**Task input**
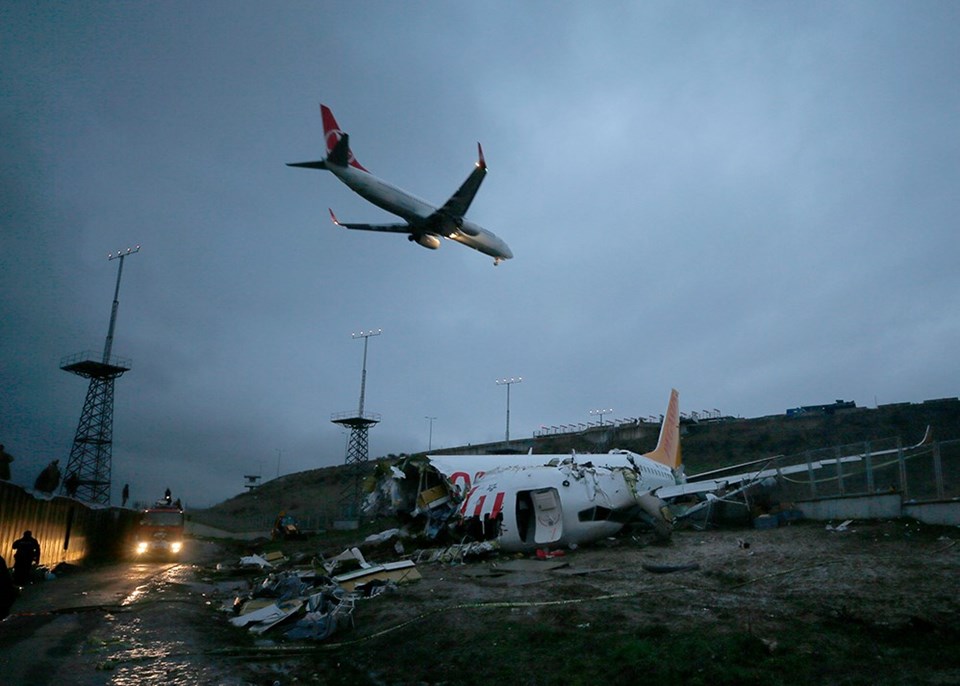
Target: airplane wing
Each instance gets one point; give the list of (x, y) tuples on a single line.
[(456, 207), (388, 228)]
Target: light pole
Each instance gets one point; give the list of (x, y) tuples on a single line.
[(365, 335), (430, 442), (601, 413), (508, 383)]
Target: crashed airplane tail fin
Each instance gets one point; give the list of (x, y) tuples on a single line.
[(667, 451)]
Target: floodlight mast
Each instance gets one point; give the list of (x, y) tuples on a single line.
[(601, 413), (508, 382), (365, 335), (120, 254)]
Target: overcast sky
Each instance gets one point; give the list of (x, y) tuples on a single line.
[(755, 203)]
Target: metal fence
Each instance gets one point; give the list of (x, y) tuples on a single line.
[(918, 473)]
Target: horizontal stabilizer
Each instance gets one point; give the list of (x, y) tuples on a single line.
[(458, 204), (319, 164), (387, 228)]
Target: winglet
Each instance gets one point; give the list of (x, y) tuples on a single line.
[(332, 133), (667, 451)]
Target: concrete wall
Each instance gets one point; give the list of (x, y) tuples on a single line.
[(883, 506), (946, 512), (67, 529), (886, 506)]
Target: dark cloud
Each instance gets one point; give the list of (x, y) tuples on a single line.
[(754, 207)]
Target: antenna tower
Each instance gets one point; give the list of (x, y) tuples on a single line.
[(91, 455), (357, 453)]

**What needs to be done**
Reproduce every line of the listing above except the picture marker, multiplying each (x, y) coordinate in the point lists by 1.05 and rounding it to a whole number, with halves rounded up.

**Answer to this exercise**
Target: airplane wing
Each instance gets one point; give the list of (x, y) tuples on a single line.
[(479, 217), (407, 239)]
Target: light pole
Each instance gets one point; give the list of (x, y) tuples on a single line.
[(383, 352), (452, 464), (631, 434), (533, 402)]
Target: crashed airplane tail fin
Each instance gets one point; give the list of (x, y) tuples on a single line.
[(700, 474)]
Target: floodlight mast
Each instance gets one point; give the list of (x, y) tuples on a single line.
[(631, 434), (533, 401), (383, 352), (126, 267)]
Target: overcast sky
Each instance gets one point; give the list of (x, y) tuples on a single line.
[(793, 213)]
Target: metal fence
Each instance gets one point; give the list of (x, y) tuples on a single line.
[(964, 497)]
Target: horizontal stabilizer
Each instance gets one point; give the list of (x, y) tuples on a single line.
[(481, 214), (335, 172), (406, 239)]
Target: winglet
Each instance gets one point; give the list of (x, y) tuples on a single line.
[(349, 140), (700, 474)]
Target: concrete wall
Each instance gets one point; give the list of (x, y) tuples on a single line.
[(927, 531), (993, 538), (70, 555), (930, 531)]
Target: dark cloud
Each instance gets one point; give the list of (x, y) tuples on a single line.
[(792, 217)]
Target: antenna tower
Each instance gets one point; give the list of (x, y) tuples on a single line.
[(96, 478), (375, 476)]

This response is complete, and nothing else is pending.